Exercise:
Search the entries for the word "brown" and report each line that has it.

(Stored data)
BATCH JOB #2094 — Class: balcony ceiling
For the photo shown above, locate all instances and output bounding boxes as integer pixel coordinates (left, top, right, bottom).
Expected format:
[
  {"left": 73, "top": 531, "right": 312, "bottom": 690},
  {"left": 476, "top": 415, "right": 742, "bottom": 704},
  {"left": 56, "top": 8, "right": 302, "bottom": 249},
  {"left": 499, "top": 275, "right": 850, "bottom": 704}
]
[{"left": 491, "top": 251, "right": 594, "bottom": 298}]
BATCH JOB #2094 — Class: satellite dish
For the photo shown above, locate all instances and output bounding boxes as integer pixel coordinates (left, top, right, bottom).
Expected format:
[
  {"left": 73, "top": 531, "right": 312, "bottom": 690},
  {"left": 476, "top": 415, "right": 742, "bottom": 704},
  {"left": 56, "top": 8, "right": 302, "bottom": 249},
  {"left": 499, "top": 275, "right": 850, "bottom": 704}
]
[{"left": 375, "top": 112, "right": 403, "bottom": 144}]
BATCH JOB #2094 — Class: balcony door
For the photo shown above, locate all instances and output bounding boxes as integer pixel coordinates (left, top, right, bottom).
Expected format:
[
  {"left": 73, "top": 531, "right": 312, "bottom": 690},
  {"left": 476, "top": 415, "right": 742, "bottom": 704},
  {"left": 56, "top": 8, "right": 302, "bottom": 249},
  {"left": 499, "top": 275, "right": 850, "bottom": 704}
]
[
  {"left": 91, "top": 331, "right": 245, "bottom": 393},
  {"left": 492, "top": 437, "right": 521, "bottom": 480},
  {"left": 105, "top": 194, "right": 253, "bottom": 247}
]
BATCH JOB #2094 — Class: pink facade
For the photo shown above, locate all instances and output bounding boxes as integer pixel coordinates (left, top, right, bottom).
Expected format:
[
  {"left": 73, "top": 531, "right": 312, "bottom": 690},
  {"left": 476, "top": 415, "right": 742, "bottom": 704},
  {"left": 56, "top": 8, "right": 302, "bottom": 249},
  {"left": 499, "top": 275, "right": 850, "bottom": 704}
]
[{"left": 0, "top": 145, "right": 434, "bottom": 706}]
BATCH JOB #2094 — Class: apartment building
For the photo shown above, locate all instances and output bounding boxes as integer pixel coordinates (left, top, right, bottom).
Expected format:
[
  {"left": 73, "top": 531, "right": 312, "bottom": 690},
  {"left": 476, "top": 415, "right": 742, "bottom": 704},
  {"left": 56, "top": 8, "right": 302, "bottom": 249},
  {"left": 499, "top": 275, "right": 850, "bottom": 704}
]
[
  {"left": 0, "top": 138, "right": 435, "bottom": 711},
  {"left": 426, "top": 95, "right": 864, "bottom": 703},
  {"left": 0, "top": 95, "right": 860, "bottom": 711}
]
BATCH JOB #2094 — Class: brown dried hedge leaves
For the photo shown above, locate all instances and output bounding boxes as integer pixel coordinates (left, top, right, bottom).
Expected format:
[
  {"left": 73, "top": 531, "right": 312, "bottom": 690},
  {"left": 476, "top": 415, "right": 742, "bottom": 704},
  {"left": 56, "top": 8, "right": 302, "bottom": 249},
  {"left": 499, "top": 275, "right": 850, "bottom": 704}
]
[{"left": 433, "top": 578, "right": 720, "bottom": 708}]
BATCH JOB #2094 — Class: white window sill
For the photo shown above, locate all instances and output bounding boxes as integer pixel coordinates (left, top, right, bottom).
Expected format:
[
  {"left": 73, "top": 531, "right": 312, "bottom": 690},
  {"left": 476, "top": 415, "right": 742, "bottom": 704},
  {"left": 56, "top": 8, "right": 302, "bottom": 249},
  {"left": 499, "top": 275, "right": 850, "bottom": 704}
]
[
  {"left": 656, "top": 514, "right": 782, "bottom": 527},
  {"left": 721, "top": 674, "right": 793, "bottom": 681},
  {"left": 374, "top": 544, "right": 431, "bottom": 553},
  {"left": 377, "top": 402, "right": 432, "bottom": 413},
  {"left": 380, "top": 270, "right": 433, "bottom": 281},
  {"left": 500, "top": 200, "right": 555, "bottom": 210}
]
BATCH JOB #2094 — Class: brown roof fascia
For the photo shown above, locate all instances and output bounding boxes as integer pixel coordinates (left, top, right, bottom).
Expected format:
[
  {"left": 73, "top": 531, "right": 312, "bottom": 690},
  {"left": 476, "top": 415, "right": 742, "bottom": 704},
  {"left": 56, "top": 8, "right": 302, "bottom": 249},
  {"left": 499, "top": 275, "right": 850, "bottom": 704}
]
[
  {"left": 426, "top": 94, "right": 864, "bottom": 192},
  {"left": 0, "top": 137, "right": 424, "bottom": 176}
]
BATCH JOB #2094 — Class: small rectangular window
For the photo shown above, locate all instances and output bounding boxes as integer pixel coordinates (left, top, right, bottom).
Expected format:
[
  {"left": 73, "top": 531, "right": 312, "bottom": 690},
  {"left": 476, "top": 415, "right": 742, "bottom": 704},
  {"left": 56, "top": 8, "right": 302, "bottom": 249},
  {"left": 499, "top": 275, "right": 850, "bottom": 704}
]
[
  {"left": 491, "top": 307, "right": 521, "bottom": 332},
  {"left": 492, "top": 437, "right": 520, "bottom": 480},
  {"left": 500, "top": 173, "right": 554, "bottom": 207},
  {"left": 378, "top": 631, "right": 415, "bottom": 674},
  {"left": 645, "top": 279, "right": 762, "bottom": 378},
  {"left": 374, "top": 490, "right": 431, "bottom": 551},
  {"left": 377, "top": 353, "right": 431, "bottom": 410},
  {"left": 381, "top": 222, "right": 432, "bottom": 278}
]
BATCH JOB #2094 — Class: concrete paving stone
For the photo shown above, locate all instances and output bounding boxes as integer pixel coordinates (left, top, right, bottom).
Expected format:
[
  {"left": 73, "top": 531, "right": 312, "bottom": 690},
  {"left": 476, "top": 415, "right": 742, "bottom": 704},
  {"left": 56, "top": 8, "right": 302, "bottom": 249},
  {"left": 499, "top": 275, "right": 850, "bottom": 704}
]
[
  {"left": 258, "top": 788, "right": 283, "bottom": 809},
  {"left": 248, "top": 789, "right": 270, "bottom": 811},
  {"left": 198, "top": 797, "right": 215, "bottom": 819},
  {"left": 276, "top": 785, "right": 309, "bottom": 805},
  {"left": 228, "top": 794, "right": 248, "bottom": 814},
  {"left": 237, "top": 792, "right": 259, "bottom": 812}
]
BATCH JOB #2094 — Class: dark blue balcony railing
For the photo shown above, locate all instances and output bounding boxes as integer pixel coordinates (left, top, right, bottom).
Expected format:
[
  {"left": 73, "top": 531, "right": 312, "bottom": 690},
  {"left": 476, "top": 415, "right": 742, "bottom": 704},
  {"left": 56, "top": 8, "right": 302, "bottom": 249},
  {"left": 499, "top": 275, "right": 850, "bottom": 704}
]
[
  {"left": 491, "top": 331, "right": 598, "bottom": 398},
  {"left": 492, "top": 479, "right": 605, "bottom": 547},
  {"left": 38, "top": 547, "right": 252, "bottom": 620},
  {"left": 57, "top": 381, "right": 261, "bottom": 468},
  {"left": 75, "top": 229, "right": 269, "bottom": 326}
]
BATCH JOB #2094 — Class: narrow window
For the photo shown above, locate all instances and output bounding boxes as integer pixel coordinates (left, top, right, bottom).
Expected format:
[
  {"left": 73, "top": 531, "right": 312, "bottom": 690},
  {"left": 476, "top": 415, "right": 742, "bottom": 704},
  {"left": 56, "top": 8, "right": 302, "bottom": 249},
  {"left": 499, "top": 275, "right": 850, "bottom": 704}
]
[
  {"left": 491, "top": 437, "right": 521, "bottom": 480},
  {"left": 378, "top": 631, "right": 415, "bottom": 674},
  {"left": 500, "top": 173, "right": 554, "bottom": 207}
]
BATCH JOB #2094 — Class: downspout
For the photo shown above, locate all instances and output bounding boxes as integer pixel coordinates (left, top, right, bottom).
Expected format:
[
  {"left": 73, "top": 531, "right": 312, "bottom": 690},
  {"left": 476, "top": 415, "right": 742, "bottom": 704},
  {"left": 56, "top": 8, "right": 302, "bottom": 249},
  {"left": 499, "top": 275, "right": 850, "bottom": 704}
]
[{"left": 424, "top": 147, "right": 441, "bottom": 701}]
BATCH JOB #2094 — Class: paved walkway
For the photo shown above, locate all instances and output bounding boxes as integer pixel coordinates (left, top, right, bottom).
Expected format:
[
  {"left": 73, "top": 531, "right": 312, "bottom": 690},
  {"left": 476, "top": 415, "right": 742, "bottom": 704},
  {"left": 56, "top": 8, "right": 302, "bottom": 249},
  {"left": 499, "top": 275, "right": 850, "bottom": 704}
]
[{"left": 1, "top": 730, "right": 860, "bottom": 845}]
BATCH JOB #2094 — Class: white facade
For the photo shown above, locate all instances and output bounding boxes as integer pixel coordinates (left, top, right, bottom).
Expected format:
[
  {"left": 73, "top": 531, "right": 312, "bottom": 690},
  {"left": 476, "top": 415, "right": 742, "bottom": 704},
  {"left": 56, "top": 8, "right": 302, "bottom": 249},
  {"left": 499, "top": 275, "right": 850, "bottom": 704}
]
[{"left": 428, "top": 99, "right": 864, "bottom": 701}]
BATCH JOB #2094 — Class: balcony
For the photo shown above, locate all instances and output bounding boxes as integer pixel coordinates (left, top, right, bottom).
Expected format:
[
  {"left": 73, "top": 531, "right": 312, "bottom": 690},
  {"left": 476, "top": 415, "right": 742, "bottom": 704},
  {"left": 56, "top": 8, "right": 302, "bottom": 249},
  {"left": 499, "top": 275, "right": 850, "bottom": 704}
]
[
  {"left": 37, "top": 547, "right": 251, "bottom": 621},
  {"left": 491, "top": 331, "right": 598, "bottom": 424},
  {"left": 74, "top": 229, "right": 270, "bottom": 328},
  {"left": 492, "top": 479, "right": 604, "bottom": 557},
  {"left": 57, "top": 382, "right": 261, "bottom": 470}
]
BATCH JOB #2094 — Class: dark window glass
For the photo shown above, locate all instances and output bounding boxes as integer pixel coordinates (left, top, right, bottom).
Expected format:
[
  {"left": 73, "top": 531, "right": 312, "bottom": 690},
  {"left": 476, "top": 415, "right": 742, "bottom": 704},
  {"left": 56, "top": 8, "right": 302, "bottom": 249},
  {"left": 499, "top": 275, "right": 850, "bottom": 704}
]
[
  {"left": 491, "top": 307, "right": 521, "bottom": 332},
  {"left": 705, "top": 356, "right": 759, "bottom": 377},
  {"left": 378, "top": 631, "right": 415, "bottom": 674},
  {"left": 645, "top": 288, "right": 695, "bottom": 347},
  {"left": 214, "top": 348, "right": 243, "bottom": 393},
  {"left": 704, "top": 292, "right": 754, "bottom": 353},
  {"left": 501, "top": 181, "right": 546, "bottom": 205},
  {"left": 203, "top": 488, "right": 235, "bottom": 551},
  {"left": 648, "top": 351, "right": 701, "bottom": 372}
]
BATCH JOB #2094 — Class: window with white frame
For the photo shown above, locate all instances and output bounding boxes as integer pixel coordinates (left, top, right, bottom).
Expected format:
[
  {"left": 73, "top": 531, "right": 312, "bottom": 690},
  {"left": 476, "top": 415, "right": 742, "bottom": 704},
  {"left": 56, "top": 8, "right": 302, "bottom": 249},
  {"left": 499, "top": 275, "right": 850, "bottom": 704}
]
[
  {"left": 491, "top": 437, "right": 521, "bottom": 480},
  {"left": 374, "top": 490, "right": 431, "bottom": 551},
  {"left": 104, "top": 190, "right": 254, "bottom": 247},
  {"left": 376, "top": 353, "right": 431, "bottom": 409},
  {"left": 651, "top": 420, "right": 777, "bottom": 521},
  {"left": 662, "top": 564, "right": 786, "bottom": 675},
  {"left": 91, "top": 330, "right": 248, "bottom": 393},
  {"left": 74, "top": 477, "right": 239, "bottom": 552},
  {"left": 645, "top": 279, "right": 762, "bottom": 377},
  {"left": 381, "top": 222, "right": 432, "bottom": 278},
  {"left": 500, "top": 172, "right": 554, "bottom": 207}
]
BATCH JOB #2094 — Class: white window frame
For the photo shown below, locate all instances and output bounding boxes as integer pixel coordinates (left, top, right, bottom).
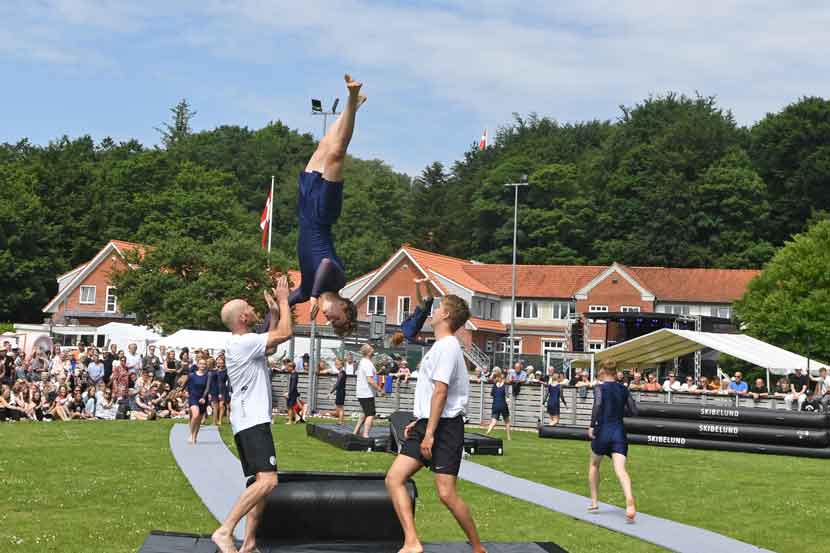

Solution to the problem:
BATCH JOB #2094 — Class: brown dried hedge leaves
BATCH JOB #2094 — Class: brown roof fascia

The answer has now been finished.